DOCUMENT PASSAGE:
┌──

James Collins, “How the Mighty Fall”
art image representing the greek myth of Icarus.
Welcome to a new edition of “Sebastian’s Leadership Reflection.” Today is about the perils of arrogance…
Success is a double-edged sword, while it propels people forward helping reach new heights, it also sows the seeds of decline. Jim Collins digs into this paradox in his book "How the Mighty Fall," less known than ‘Good to Great,’ but perhaps more important.
In this book Collins outlines a five-stage process that captures the descent of once-successful companies. This is a wake-up call for anyone that wants to develop a clear understanding of where risks are and how they unfold.
Stage 1: Hubris Born of Success
Hubris is an ancient Greek term that signifies excessive pride or arrogance, particularly toward the divine. In the context of business and leadership, hubris manifests as an inflated sense of invincibility. It can manifest as the belief that success is guaranteed because you're somehow special, smarter, or more deserving than others. Typically, when past accomplishments create a sense of invulnerability and the guarantee of future success, Hubris has set in.
The risk of Hubris is that it acts like a termite infestation; it eats away at the foundations of your success without you even noticing. It blinds you to the changing realities of your environment, the market you are in, the real needs of your team, the evolving needs of your customers, and the emergence of new trends or formidable competitors to which you need to act in different ways.
Hubris makes you complacent, and complacency is the first step toward irrelevance.
Watch outs
Stay Grounded: No matter how successful you become, remember that you're not infallible. Keep an open mind and be willing to listen to others.
Seek External Perspectives: Sometimes, it's hard to see the forest for the trees. External advisors can provide a fresh perspective that you might be lacking.
Stage 2: Undisciplined Pursuit of More
In this stage, the organization or individual, fueled by hubris, overreaches. Expansion becomes the name of the game, often without a clear strategy or understanding of the risks involved. Instead of focusing on what’s best for the organization, efforts are focused on the next best discovery without synergies to the core organization.
Also coincides with this stage the loss of key talent, or if we think individually, the loss of one’s focus on what matters most and on continuous development. “The right people” begin to leave because the organization has lost its north and mediocrity permeates performance.
Watch outs
Know Your Limits: Ambition is good, but recklessness is not. Understand your core competencies and stick to them, in fact evolve and strengthen them.
Quality Over Quantity: It's easy to get seduced by the allure of rapid expansion. However, it's often better to do fewer things exceptionally well than to spread yourself too thin.
Stage 3: Denial of Risk and Peril
Here, warning signs begin to emerge, but they are often ignored or rationalized away. The organization or individual may start to blame external factors for its setbacks, rather than looking inward. This stage begins the process of losing one’s center where the tendency is to amplify the positive and discount the negative. Big bets and bold goals without empirical validation lead to blunders and failures accelerating the decline.
Watch outs
Face Reality: The first step in solving a problem is acknowledging that it exists. Don't bury your head in the sand.
Be Transparent: If you're in a leadership position, it's crucial to communicate openly with your team about challenges and setbacks.
Stage 4: Grasping for Salvation
In this stage, the decline becomes more evident. Organizations often resort to desperate measures like mergers, acquisitions, or dramatic shifts in strategy, hoping for a quick fix.

└──

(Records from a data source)
┌──

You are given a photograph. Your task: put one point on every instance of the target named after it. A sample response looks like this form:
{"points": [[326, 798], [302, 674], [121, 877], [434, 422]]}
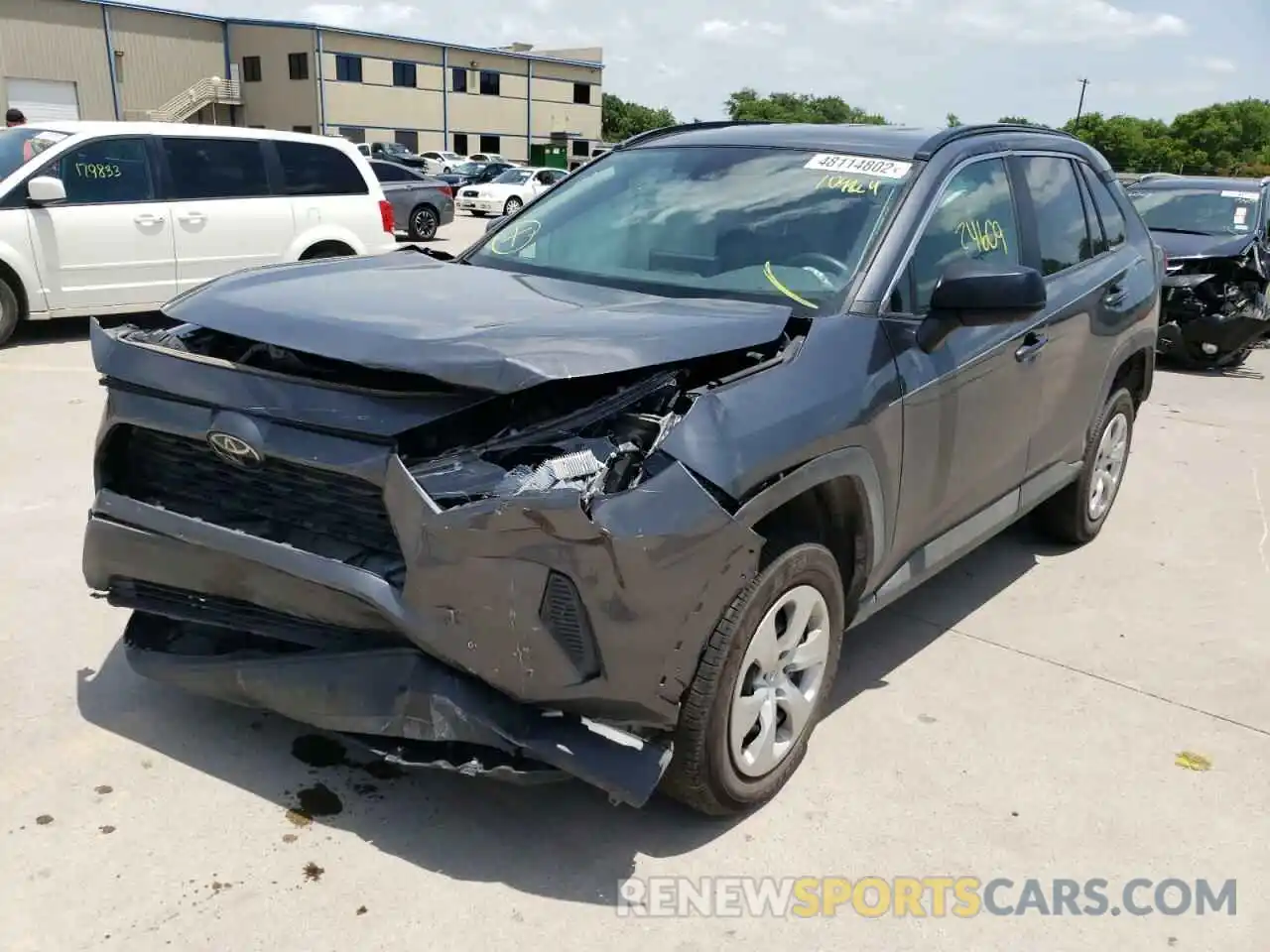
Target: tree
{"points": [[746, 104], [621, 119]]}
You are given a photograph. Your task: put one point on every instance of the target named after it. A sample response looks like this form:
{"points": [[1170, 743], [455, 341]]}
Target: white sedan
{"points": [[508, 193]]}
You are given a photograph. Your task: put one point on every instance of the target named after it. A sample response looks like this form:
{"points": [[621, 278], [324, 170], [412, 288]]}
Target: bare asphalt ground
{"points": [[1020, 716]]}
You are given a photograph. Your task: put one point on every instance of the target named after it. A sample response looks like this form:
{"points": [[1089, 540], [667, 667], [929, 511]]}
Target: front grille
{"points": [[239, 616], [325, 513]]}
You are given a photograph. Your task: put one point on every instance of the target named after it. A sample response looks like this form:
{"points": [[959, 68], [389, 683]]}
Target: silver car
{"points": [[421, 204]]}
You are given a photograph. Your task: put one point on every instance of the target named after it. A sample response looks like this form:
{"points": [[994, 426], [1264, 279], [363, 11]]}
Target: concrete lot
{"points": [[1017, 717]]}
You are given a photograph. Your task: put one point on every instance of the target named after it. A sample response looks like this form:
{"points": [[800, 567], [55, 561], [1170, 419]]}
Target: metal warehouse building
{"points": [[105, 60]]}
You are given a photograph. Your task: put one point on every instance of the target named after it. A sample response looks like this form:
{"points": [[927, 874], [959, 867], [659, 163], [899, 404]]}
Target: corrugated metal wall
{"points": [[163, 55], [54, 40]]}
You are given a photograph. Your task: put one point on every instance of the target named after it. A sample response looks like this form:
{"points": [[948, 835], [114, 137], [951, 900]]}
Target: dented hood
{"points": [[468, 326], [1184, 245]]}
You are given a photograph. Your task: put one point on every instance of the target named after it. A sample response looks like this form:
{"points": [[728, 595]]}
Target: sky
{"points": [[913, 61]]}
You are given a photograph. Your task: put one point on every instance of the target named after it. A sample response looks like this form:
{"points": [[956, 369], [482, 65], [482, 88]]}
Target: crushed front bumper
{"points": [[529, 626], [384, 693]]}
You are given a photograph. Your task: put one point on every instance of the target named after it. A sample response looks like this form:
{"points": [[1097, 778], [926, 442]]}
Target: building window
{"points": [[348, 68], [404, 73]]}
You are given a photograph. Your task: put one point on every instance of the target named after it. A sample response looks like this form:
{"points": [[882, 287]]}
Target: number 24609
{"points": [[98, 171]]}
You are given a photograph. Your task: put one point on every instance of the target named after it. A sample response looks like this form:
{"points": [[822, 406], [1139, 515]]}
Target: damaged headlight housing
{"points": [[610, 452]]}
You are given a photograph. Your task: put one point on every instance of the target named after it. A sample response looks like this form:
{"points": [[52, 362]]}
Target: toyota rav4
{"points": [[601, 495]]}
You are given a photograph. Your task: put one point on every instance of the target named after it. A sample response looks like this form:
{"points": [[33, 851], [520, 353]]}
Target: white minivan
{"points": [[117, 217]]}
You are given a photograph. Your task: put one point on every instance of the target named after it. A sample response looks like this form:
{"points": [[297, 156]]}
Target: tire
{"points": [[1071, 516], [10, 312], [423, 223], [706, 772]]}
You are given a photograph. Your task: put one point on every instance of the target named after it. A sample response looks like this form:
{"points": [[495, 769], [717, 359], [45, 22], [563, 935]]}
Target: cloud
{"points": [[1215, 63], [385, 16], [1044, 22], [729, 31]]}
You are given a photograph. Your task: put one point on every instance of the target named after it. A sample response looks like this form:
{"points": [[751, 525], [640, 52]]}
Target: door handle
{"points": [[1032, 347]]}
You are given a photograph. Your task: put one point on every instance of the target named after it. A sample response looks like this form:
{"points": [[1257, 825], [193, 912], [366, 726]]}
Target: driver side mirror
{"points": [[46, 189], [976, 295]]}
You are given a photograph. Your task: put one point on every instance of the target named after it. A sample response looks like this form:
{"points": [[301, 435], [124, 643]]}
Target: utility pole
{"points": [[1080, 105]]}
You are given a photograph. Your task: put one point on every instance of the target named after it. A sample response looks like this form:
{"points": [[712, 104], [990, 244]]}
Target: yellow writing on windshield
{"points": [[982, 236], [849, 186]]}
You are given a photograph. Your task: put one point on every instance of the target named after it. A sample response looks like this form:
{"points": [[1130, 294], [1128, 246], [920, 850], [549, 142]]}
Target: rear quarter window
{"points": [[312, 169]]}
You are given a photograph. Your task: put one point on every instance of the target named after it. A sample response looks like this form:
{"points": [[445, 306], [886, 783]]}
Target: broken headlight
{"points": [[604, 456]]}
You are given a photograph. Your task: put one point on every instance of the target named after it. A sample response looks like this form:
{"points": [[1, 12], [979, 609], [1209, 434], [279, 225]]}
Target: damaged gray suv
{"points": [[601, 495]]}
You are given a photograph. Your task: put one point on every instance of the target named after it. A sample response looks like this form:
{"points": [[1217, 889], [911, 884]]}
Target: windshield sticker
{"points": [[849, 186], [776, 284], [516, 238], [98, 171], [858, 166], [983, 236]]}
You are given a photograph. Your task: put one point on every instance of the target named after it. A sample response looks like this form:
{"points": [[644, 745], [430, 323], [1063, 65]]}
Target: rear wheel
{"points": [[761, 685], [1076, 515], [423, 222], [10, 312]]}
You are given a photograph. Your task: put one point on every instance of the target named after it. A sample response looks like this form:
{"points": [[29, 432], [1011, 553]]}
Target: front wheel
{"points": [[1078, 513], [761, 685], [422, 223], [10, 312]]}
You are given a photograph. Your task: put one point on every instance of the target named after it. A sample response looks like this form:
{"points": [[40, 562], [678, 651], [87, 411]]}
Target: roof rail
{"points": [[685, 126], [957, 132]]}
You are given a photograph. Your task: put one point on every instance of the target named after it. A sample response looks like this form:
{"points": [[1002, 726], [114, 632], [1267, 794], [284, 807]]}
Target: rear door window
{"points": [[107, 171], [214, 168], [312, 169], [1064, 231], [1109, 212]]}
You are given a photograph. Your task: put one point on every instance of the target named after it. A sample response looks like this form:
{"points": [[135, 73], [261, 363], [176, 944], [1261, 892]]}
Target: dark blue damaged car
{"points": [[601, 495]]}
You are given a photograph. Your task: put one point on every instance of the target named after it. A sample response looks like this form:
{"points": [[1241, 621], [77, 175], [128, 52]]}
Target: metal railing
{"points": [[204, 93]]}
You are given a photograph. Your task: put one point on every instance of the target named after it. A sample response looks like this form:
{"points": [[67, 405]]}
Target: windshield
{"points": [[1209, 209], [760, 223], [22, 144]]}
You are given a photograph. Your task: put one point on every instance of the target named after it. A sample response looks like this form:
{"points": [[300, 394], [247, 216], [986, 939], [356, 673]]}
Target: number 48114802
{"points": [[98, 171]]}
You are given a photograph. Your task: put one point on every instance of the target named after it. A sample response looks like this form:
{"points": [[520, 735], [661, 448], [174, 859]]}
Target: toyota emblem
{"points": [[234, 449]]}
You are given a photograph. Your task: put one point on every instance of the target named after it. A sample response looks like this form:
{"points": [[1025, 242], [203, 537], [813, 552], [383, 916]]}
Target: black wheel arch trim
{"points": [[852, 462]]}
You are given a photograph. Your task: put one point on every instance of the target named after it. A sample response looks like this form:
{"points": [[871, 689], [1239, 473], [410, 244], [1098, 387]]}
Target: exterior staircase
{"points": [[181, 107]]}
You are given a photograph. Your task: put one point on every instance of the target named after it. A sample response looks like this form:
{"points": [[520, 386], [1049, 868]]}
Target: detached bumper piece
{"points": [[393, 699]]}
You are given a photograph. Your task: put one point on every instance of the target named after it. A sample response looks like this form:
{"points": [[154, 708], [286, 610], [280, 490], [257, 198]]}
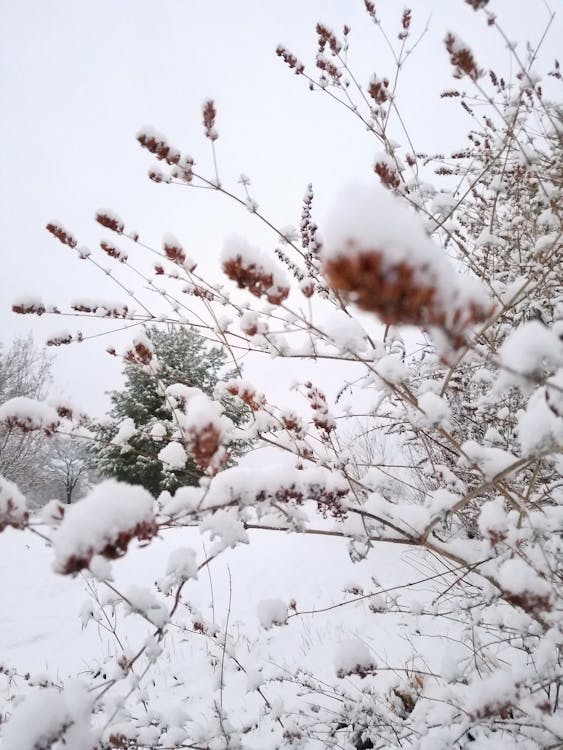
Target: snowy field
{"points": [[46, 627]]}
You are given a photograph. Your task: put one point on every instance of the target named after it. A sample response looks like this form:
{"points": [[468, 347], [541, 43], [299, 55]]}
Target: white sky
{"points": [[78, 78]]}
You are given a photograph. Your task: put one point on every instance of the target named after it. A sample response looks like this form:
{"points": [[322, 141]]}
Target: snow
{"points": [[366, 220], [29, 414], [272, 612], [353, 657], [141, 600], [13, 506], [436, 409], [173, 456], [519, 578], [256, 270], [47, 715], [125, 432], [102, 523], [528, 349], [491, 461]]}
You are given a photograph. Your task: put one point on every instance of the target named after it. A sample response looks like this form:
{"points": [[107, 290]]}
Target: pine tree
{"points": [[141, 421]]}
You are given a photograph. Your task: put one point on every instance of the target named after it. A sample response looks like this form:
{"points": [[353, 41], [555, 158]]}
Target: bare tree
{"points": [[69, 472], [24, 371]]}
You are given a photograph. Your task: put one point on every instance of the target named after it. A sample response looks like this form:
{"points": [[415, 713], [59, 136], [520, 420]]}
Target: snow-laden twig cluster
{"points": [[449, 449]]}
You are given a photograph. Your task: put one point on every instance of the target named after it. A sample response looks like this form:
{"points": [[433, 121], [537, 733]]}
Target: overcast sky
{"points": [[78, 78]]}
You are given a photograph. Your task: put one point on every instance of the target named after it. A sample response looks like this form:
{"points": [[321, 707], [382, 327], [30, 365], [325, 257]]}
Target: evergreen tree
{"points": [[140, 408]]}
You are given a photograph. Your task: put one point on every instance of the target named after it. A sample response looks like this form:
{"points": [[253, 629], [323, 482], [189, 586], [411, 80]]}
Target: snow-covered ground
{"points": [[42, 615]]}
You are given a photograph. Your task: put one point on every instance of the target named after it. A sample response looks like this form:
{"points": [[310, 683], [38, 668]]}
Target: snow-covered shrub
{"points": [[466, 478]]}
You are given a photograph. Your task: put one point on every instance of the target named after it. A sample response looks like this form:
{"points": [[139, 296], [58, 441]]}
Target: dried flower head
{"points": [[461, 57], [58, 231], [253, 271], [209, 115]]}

└──

EXERCISE REQUIREMENTS:
1. In the passage on "How the Mighty Fall," what is the name given to Stage 2 of the decline?
2. Filter the records, keeping every line that contains the string "tree".

RESULTS IN ORDER:
1. Undisciplined Pursuit of More

2.
Target: tree
Target: pine tree
Target: bare tree
Target: evergreen tree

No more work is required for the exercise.